[Entries provided]:

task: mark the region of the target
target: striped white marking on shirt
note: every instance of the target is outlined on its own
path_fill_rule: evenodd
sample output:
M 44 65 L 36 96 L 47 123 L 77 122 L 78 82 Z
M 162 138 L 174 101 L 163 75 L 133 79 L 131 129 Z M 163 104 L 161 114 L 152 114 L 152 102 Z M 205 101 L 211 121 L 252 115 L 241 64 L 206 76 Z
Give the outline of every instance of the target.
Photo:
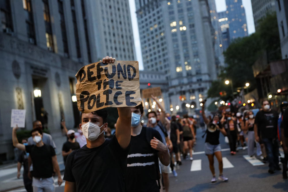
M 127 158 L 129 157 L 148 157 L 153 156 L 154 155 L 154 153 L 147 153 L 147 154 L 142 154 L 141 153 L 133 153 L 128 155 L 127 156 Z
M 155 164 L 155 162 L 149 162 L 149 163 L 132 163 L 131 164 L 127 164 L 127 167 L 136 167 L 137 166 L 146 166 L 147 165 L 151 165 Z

==

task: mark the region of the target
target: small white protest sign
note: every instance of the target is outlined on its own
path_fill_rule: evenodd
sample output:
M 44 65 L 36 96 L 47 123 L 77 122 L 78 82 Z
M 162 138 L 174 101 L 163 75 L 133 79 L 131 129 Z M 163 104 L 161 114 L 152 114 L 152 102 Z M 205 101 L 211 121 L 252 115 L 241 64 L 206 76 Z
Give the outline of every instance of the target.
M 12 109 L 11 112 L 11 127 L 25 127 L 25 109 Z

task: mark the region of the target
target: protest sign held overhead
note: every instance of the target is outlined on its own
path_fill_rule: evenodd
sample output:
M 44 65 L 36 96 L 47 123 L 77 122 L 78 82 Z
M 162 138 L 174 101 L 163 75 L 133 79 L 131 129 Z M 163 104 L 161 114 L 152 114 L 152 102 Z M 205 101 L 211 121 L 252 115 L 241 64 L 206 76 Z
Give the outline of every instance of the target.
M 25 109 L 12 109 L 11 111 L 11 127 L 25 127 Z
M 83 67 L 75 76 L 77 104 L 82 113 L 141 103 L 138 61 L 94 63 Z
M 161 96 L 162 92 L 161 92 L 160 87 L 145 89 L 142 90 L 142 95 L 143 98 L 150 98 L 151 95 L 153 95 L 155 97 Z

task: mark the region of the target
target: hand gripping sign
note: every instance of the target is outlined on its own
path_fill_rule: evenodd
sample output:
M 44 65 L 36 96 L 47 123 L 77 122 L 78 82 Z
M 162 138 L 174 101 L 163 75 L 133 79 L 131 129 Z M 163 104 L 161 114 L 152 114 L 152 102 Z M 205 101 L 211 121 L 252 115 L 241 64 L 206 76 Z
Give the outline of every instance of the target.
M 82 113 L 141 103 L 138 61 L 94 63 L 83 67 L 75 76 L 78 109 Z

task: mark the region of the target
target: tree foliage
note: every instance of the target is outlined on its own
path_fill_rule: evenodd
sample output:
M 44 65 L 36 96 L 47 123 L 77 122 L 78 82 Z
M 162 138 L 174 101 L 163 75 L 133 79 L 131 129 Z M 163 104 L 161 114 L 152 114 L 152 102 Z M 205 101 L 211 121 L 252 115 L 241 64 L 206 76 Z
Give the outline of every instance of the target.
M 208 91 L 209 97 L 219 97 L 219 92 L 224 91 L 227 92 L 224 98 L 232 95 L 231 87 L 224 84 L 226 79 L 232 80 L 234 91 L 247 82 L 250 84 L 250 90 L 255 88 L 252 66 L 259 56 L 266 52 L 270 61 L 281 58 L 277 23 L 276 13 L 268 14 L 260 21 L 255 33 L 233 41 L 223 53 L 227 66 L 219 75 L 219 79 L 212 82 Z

==

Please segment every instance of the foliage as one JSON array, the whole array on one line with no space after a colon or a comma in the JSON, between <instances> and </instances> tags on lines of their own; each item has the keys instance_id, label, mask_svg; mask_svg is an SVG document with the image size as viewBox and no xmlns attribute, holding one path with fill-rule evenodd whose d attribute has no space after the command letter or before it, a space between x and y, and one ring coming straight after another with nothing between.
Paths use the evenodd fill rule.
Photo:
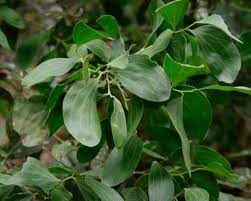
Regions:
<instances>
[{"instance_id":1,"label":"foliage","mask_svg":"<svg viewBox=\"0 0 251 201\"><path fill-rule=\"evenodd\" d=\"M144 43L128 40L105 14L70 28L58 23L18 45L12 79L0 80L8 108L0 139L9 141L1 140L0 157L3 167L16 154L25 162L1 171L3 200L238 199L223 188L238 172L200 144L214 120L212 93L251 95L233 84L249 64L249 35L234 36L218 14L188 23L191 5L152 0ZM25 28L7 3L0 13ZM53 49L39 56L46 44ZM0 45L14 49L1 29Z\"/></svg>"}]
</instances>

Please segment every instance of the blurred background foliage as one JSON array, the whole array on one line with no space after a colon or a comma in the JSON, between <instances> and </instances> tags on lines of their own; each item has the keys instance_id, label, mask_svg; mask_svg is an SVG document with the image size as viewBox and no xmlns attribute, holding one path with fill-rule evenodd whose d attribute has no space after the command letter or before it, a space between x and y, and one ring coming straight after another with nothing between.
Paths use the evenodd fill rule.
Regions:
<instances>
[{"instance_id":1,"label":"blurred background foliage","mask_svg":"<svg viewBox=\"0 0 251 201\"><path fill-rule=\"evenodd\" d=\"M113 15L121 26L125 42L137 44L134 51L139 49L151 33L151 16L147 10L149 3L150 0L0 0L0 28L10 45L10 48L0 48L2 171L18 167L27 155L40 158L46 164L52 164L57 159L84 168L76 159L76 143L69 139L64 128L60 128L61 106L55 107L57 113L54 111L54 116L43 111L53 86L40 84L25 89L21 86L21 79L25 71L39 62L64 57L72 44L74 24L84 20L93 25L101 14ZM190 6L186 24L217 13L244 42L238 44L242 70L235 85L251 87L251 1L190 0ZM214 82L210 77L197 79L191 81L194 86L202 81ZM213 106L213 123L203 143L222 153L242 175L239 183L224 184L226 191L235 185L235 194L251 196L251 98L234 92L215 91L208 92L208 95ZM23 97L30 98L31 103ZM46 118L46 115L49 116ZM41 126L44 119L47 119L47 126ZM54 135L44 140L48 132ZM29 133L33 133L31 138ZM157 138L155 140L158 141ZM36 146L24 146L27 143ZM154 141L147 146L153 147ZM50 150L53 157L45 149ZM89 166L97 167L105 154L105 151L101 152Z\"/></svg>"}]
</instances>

[Work to complete]: Can you return every line of the records that contains the string "white"? Match case when checking.

[Response]:
target: striped white marking on shirt
target: small white protest sign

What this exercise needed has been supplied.